[Document text Boundary: Start]

9th May 2014 - Lost Sock Memorial Day

Here's a short story from the Magazine: An Odd Profession

Interesting Fact - Healthcare

A lot of people ask me about the "free" health care in the UK, and of course the NHS is something the people of the UK should be rightly proud of, but that's because the average taxpayer pays around £4,095 a year.
(It's cheap at half the price, because the alternative is people going without treatment.)

Interesting Fact - Work in the UK

According to the ONS (Office for National Statistics) there are 1.4m jobs in the UK offering zero hour contracts.

(Companies are, not surprisingly, attracted to the idea that they can hire staff without guaranteeing a minimum number of paid hours. 
 These "contracts" (emphasis on "con" deliberate), often tie a worker to a single firm, but do not guarantee any employment from week to week.)

Interesting Fact - Driving

According to a survey conducted by the AA, 63% of British drivers have used a map in the past six months.

[Document text Boundary: End]

Study questions:
1) In the interesting facts page, roughly how much does the average UK taxpayer pay each year?
2) Put this sentence from the interesting facts page into Spanish: "According to a survey conducted by the AA, 63% of British drivers have used a map in the past six months."
Nothing in the data after this text is needed here.

[Input data Boundary: Start]

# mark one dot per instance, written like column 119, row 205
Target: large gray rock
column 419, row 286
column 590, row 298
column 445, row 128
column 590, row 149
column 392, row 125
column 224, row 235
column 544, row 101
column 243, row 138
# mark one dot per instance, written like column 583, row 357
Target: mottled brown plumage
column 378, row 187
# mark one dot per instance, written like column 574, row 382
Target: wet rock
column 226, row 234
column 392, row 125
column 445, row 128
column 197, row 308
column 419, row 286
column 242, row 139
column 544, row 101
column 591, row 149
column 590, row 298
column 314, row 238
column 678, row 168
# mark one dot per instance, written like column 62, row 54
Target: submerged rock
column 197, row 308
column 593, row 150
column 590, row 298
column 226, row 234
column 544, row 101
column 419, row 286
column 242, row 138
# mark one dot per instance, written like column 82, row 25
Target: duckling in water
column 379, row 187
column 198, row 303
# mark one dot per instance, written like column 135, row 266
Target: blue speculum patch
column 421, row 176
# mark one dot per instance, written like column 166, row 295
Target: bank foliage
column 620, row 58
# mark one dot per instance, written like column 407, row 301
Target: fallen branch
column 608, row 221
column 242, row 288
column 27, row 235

[Input data Boundary: End]

Solution set:
1) Around £4,095 a year.

2) Según una encuesta realizada por la AA, el 63 % de los conductores británicos ha usado un mapa en los últimos seis meses.